→ **Text to read**
--- Start ---

Skip to content

Matrix Differentiation


\mathbf{y} = \mathbf{Ax} is a vector. However, its derivative with respect to \mathbf{x} is a matrix \mathbf{A}. A vector is expanded to a matrix. The new dimension appeared during the differentiation is the dimension of \mathbf{x}. If the length of \mathbf{x} is n, the length of \mathbf{y} should also be n. The derivative looks like \frac{\partial \mathbf{y}}{\partial \mathbf{x}}. If we put the derivatives into the original vector shape, it looks like this.

{\frac {\partial \mathbf {y} }{\partial \mathbf x}}={\begin{bmatrix}{\frac {\partial y_{1}}{\partial \mathbf x}}\\{\frac {\partial y_{2}}{\partial \mathbf x}}\\\vdots \\{\frac {\partial y_{m}}{\partial \mathbf x}}\\\end{bmatrix}}

However, each of the \mathbf x here is a vector, so the actual derivative is expanded with a dimension of the length of \mathbf x.

--- End ---

→ **Information given**
--- Start ---

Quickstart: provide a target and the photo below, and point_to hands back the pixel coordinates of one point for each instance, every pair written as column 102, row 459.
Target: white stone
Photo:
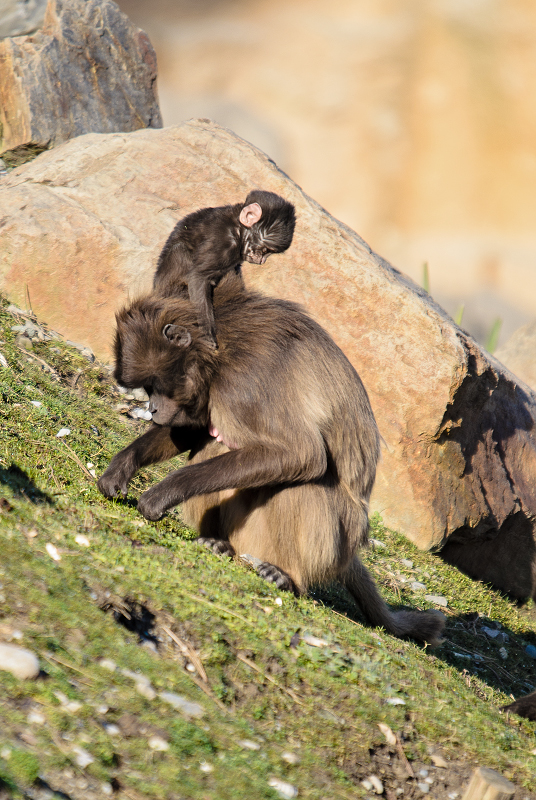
column 437, row 600
column 284, row 789
column 158, row 744
column 249, row 745
column 180, row 703
column 107, row 663
column 83, row 758
column 290, row 758
column 20, row 662
column 377, row 785
column 52, row 550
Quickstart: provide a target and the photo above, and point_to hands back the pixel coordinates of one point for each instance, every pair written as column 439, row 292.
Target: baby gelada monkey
column 208, row 243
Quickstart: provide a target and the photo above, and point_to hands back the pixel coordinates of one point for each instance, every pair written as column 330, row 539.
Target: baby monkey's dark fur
column 208, row 243
column 287, row 473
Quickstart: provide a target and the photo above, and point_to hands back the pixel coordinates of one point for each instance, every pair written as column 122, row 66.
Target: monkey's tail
column 424, row 626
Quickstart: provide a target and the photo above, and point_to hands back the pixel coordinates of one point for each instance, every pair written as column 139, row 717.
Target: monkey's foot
column 275, row 575
column 221, row 547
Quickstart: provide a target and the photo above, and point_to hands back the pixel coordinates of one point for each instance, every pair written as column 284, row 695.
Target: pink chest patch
column 214, row 432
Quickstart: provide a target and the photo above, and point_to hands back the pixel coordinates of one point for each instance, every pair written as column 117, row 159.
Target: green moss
column 323, row 703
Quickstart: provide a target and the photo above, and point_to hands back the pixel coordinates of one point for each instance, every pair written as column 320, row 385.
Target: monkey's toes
column 275, row 575
column 218, row 546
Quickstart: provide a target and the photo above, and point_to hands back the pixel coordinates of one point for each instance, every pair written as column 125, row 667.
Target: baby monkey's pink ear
column 250, row 214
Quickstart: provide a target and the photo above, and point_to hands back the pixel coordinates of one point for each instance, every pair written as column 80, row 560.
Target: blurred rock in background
column 18, row 17
column 87, row 69
column 414, row 123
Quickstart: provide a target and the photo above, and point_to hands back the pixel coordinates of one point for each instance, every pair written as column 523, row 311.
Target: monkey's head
column 267, row 226
column 158, row 347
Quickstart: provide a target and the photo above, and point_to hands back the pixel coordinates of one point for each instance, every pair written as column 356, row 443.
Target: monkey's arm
column 158, row 444
column 247, row 468
column 201, row 290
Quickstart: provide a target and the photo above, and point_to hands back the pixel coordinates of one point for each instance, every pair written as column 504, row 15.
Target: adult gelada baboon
column 282, row 439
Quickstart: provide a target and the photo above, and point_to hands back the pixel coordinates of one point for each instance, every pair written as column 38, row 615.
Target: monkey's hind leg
column 220, row 547
column 424, row 626
column 278, row 576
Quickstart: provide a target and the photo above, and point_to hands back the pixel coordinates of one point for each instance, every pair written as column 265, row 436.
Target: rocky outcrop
column 82, row 227
column 88, row 69
column 19, row 17
column 519, row 354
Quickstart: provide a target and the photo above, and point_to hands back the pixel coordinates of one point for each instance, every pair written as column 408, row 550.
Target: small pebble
column 140, row 413
column 182, row 704
column 140, row 395
column 19, row 662
column 83, row 758
column 146, row 691
column 290, row 758
column 52, row 550
column 314, row 641
column 249, row 745
column 437, row 600
column 158, row 744
column 113, row 730
column 284, row 789
column 388, row 733
column 377, row 785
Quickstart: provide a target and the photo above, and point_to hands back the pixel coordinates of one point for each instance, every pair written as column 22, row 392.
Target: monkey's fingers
column 275, row 575
column 221, row 547
column 110, row 486
column 151, row 506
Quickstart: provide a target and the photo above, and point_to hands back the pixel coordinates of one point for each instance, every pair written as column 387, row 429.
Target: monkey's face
column 267, row 226
column 161, row 360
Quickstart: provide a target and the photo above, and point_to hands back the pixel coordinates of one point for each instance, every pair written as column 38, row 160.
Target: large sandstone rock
column 413, row 122
column 82, row 227
column 519, row 353
column 88, row 69
column 20, row 16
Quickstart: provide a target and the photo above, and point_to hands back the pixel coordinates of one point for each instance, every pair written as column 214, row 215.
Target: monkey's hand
column 152, row 505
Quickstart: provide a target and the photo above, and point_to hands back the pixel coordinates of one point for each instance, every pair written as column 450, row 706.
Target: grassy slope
column 322, row 704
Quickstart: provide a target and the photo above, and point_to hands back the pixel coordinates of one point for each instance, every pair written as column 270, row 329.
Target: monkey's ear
column 177, row 335
column 250, row 215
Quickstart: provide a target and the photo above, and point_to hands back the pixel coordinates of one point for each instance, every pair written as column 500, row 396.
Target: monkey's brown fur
column 209, row 243
column 290, row 480
column 524, row 706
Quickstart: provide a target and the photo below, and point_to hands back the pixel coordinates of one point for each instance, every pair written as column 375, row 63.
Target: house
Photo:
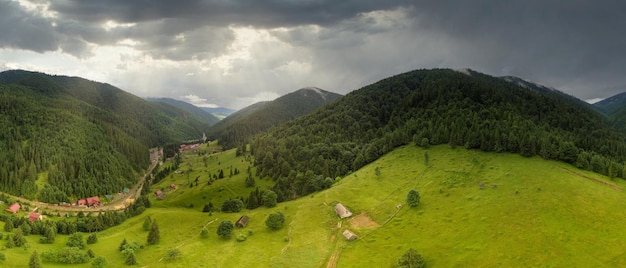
column 33, row 216
column 342, row 211
column 349, row 235
column 93, row 201
column 13, row 208
column 243, row 221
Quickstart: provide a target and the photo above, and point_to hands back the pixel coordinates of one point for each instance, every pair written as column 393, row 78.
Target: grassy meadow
column 477, row 210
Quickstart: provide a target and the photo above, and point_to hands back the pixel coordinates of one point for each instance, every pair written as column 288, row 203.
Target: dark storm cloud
column 261, row 13
column 560, row 43
column 23, row 30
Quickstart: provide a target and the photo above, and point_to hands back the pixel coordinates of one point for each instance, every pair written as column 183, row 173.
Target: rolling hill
column 80, row 137
column 467, row 109
column 530, row 212
column 236, row 128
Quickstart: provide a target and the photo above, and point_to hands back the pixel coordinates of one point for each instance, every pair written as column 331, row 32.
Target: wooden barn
column 349, row 235
column 342, row 211
column 242, row 221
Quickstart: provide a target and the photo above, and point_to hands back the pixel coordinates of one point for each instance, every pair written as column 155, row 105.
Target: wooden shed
column 349, row 235
column 342, row 211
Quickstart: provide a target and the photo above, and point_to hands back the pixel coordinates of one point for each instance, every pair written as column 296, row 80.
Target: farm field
column 477, row 210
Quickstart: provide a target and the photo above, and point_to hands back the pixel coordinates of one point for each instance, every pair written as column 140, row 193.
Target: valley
column 506, row 172
column 531, row 212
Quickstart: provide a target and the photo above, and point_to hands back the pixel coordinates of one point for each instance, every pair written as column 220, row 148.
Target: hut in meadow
column 242, row 221
column 342, row 211
column 349, row 235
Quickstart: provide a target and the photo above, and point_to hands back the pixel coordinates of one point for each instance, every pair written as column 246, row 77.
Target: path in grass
column 614, row 186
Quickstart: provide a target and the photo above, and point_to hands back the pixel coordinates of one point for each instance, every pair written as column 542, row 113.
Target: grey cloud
column 22, row 30
column 267, row 13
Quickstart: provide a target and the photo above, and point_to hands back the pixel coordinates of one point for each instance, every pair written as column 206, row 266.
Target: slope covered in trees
column 80, row 138
column 235, row 129
column 466, row 109
column 615, row 110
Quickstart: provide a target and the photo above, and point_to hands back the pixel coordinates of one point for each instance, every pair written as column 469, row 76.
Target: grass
column 539, row 213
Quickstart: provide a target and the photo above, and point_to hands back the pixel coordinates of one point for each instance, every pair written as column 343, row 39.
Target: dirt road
column 120, row 201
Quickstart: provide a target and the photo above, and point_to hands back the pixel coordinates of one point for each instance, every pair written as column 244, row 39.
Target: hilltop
column 477, row 209
column 466, row 109
column 68, row 137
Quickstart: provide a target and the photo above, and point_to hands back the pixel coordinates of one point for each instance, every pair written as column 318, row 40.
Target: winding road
column 119, row 202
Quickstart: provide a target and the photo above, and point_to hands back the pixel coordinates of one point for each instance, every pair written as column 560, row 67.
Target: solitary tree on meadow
column 413, row 198
column 225, row 229
column 154, row 236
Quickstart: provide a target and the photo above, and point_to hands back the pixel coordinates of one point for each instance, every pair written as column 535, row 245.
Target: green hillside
column 79, row 137
column 235, row 129
column 465, row 109
column 530, row 212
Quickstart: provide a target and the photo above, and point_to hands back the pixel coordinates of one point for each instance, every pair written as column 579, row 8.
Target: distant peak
column 465, row 71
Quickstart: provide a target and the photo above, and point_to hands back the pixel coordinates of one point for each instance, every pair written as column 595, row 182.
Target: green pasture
column 477, row 210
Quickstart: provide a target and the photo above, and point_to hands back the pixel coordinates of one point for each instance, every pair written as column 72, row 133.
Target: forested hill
column 81, row 137
column 465, row 109
column 190, row 108
column 236, row 128
column 615, row 109
column 612, row 105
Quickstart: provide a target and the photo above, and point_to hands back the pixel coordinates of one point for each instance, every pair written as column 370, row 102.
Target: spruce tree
column 413, row 198
column 130, row 259
column 154, row 235
column 8, row 225
column 147, row 223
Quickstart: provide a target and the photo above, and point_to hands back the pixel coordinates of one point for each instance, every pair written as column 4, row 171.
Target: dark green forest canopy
column 473, row 110
column 88, row 138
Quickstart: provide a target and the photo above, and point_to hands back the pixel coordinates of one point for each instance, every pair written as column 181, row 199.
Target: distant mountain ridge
column 613, row 104
column 236, row 128
column 464, row 109
column 219, row 112
column 83, row 138
column 199, row 112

--- End ---

→ **Your task**
Quote the passage of the matrix differentiation text from "Matrix Differentiation" up to and including "of \mathbf x.".

→ **Solution below**
Matrix Differentiation


\mathbf{y} = \mathbf{Ax} is a vector. However, its derivative with respect to \mathbf{x} is a matrix \mathbf{A}. A vector is expanded to a matrix. The new dimension appeared during the differentiation is the dimension of \mathbf{x}. If the length of \mathbf{x} is n, the length of \mathbf{y} should also be n. The derivative looks like \frac{\partial \mathbf{y}}{\partial \mathbf{x}}. If we put the derivatives into the original vector shape, it looks like this.

{\frac {\partial \mathbf {y} }{\partial \mathbf x}}={\begin{bmatrix}{\frac {\partial y_{1}}{\partial \mathbf x}}\\{\frac {\partial y_{2}}{\partial \mathbf x}}\\\vdots \\{\frac {\partial y_{m}}{\partial \mathbf x}}\\\end{bmatrix}}

However, each of the \mathbf x here is a vector, so the actual derivative is expanded with a dimension of the length of \mathbf x.